Document section ::
The s-nail package is part of the Arch Linux base group, and should be installed for most users. Once installed it is available as the mail command. The documentation is available in mail(1). The mailx command and manpage are links to the mail ones; it doesn't matter which one you use.

Version 14.9.0 released in July 2017 brought a lot of changes and improvements, reading the announcement may be helpful.

Configuration

One of S-nail's goals is to maintain POSIX mailx compliance, as well as historical compatibility. Due to this using it interactively with the defaults baffles all descriptions. It does come with a /etc/mail.rc file by default which sets various useful options for sanity. This file will be loaded even when a user-specific ~/.mailrc is found.

Warning: It is not allowed to have a space before or after the equals sign in the configuration. So set inbox = ... is not valid; it needs to be as set inbox=...
Warning: Always put set v15-compat at the top of the configuration file to tell S-nail to use the new file format.

Account setup

The first things you will want to do is setup S-nail to be able to read and receive your emails. There are two ways of doing this:

  1. The "classic" method is to read from a set of local mbox files, and to send emails directly through a locally running MTA.
  2. The "modern" method. is to directly connect to a remote IMAP and SMTP server.

This section only describes the second method, as this is by far the easiest to get started with and works for most people.

Request 1 :: In the s-nail text, which version was released in July 2017?

Records ::
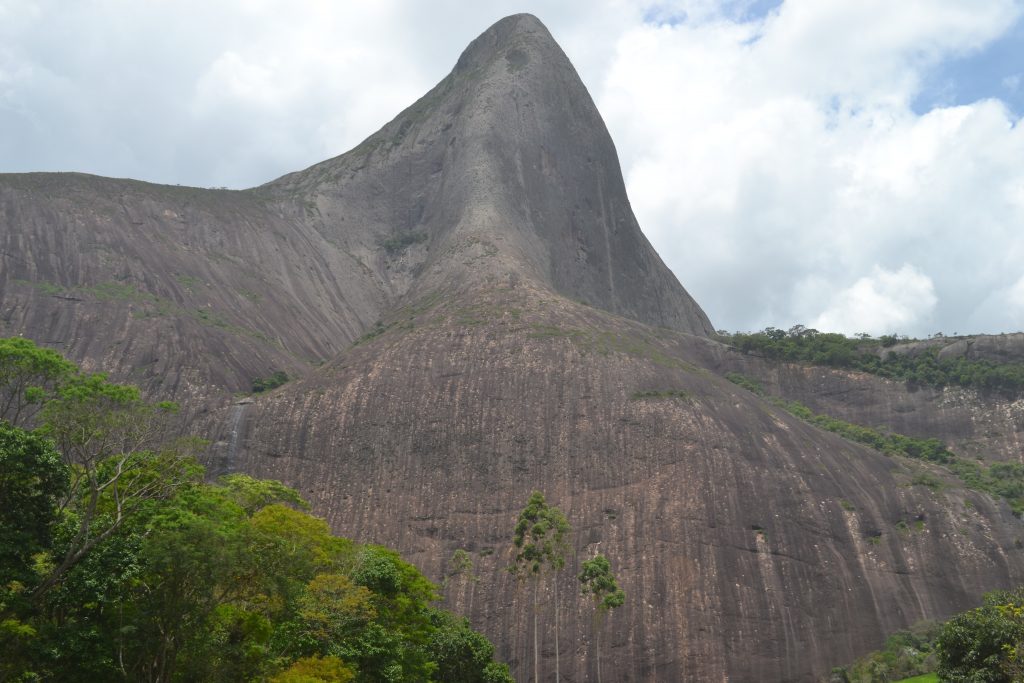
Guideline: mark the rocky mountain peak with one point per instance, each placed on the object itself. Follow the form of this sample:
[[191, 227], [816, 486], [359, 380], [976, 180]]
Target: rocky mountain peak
[[504, 170]]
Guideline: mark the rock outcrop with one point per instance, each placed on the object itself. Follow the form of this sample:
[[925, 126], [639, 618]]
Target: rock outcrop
[[473, 313]]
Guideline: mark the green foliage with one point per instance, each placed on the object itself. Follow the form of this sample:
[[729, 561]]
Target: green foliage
[[597, 581], [1004, 480], [462, 654], [905, 653], [29, 376], [741, 380], [118, 562], [801, 344], [315, 670], [929, 450], [986, 643], [261, 384], [540, 537], [33, 481], [401, 242], [663, 393]]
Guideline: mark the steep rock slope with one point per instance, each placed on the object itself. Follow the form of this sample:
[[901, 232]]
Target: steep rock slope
[[752, 546], [492, 321], [504, 170]]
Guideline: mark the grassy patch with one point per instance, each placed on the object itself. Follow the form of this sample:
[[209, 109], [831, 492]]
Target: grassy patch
[[745, 382], [399, 243], [50, 289], [605, 342], [867, 354], [261, 384], [662, 393], [1004, 480]]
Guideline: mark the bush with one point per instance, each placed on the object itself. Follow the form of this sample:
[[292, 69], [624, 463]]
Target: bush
[[266, 383]]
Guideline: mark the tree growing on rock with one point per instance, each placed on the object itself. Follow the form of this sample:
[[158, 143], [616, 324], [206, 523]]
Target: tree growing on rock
[[597, 581], [542, 545]]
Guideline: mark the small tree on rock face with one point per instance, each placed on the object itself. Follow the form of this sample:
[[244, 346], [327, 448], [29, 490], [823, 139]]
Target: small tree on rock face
[[598, 582], [541, 547]]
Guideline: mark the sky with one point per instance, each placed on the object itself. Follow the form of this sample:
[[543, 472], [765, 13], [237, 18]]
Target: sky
[[851, 166]]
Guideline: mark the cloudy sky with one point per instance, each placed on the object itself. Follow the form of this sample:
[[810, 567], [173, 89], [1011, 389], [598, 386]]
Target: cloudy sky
[[850, 165]]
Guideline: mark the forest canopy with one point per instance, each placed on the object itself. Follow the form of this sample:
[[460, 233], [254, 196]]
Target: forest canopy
[[119, 561]]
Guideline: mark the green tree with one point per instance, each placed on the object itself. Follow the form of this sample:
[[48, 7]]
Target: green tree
[[463, 655], [597, 581], [982, 645], [29, 375], [541, 543]]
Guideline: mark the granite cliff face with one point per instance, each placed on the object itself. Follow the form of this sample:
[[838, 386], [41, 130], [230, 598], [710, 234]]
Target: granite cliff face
[[473, 313]]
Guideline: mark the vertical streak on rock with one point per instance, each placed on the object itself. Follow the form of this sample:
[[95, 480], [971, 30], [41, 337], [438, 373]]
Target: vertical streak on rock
[[238, 423]]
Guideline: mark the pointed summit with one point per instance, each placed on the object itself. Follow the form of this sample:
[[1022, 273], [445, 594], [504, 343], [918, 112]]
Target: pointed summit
[[506, 158]]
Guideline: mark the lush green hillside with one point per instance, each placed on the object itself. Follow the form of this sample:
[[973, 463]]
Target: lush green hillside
[[119, 562], [875, 355], [984, 644]]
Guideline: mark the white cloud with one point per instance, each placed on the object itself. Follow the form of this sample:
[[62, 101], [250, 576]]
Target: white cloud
[[884, 302], [773, 161]]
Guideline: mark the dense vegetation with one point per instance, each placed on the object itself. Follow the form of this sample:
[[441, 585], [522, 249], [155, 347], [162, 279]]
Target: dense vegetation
[[119, 562], [1004, 480], [276, 379], [866, 354], [981, 645]]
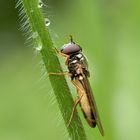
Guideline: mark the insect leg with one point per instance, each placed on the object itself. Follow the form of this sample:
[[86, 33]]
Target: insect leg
[[77, 101], [61, 73]]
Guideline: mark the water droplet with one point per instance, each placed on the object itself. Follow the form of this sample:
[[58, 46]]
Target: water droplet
[[40, 4], [39, 48], [35, 35], [47, 22]]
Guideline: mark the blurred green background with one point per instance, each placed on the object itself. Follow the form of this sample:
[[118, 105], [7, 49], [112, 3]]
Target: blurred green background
[[109, 33]]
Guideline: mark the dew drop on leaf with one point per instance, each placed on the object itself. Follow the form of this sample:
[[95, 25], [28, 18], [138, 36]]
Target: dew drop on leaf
[[47, 22], [39, 48], [40, 4]]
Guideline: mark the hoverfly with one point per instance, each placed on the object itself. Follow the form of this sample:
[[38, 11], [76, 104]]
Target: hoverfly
[[79, 74]]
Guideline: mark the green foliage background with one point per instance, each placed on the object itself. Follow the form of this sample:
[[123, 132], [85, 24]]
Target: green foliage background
[[109, 33]]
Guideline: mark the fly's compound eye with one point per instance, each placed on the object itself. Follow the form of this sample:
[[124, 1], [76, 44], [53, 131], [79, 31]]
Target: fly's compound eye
[[70, 48]]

Request 2 :: Shift every point coordinate in the answers of the listing by adding 13 to each number, and write those lines out again with their requests. Begin at the start of the listing and stop after the line that has "[[752, 546], [492, 321], [504, 170]]", leaving the pictures out.

Answer 1 :: Version 14.9.0

Answer 2 ::
Guideline: mark the rocky mountain peak with one point per instance, each placed on the object itself. Follow the form of this sample:
[[191, 227], [816, 486], [359, 380], [976, 180]]
Target: rocky mountain peak
[[517, 183]]
Guideline: mark the rock outcrop with one point per instance, each placed on the object itself. Follow the form of this sample:
[[925, 126], [639, 618]]
Target: rock outcrop
[[486, 326]]
Guideline: mark the green foliage with one point per instance, each placed on the object itself. Follow the form of this sample:
[[729, 561]]
Target: green foliage
[[610, 594], [1017, 493], [475, 667], [918, 666], [42, 389], [754, 393], [131, 575], [814, 357], [328, 683], [942, 463], [999, 656], [274, 397], [553, 550], [46, 494], [414, 255], [676, 406]]
Guideline: mark the steep rock slope with one point per instance, each placed on the object itself. Follow the form of this sample:
[[901, 232]]
Target: steep rock slope
[[765, 559], [505, 334], [517, 183]]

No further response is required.